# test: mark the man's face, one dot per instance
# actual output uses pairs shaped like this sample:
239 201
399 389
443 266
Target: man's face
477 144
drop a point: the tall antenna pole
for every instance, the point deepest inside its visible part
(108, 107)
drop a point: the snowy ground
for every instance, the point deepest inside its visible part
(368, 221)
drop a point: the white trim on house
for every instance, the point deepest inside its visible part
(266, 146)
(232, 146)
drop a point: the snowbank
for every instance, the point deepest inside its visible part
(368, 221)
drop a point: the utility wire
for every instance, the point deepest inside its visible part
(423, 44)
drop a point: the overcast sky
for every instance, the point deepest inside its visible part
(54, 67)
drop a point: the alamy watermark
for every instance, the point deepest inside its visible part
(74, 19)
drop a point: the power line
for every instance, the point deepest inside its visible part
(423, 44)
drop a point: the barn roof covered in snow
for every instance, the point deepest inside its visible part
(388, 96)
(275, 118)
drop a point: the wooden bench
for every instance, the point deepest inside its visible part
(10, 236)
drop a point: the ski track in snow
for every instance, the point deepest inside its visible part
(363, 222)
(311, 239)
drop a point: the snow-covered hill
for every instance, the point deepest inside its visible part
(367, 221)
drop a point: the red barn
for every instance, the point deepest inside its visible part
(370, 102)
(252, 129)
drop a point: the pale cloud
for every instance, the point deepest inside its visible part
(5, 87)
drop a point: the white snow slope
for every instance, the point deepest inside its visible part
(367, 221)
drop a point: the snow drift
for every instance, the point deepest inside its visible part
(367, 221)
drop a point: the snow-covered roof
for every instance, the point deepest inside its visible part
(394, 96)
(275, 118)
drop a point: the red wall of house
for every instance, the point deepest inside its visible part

**Aim**
Reproduce every line above word for word, in the same order and with the same layout.

**Answer to the problem**
# test: mark the man's face, one dot per instance
# actual output uses pairs shaped like this sample:
239 201
399 389
443 266
Target: man's face
477 144
drop a point: the tall antenna pole
for every instance, the point deepest inside its visible part
(108, 107)
drop a point: the snowy ground
for every instance, the point deepest inside its visible part
(368, 221)
drop a point: the white trim on house
for every instance, the point deepest inside its visible part
(266, 146)
(232, 146)
drop a point: the snowbank
for every instance, the point deepest inside its visible part
(368, 221)
drop a point: the utility wire
for every instance, the point deepest inside its visible part
(423, 44)
drop a point: the overcast sky
for every instance, the point deepest inside its visible part
(54, 67)
drop a point: the alamy watermark
for every instance, the point deepest inside its visible part
(74, 19)
drop a point: the power line
for every instance, the point deepest inside its visible part
(423, 44)
drop a point: the barn roof covered in snow
for every instance, the point deepest inside its visible part
(388, 96)
(275, 118)
drop a point: the wooden bench
for every instance, the point deepest inside its visible part
(10, 236)
drop a point: the ski track in snow
for every instance, the point deepest inside its visible part
(363, 222)
(311, 239)
drop a point: the snow-covered hill
for every instance, the point deepest inside its visible part
(367, 221)
drop a point: the red barn
for every instance, the point deepest inside its visible part
(370, 102)
(252, 129)
drop a point: the pale cloud
for every instance, the point deepest inside its visible part
(5, 87)
drop a point: the white snow slope
for every instance, the point deepest inside its visible part
(367, 221)
drop a point: the snow drift
for every instance, the point deepest inside its visible part
(367, 221)
drop a point: the snow-covered roof
for every instance, the point deepest inside its visible part
(394, 96)
(275, 118)
drop a point: the red wall of house
for every instance, the point deepest inside its visible part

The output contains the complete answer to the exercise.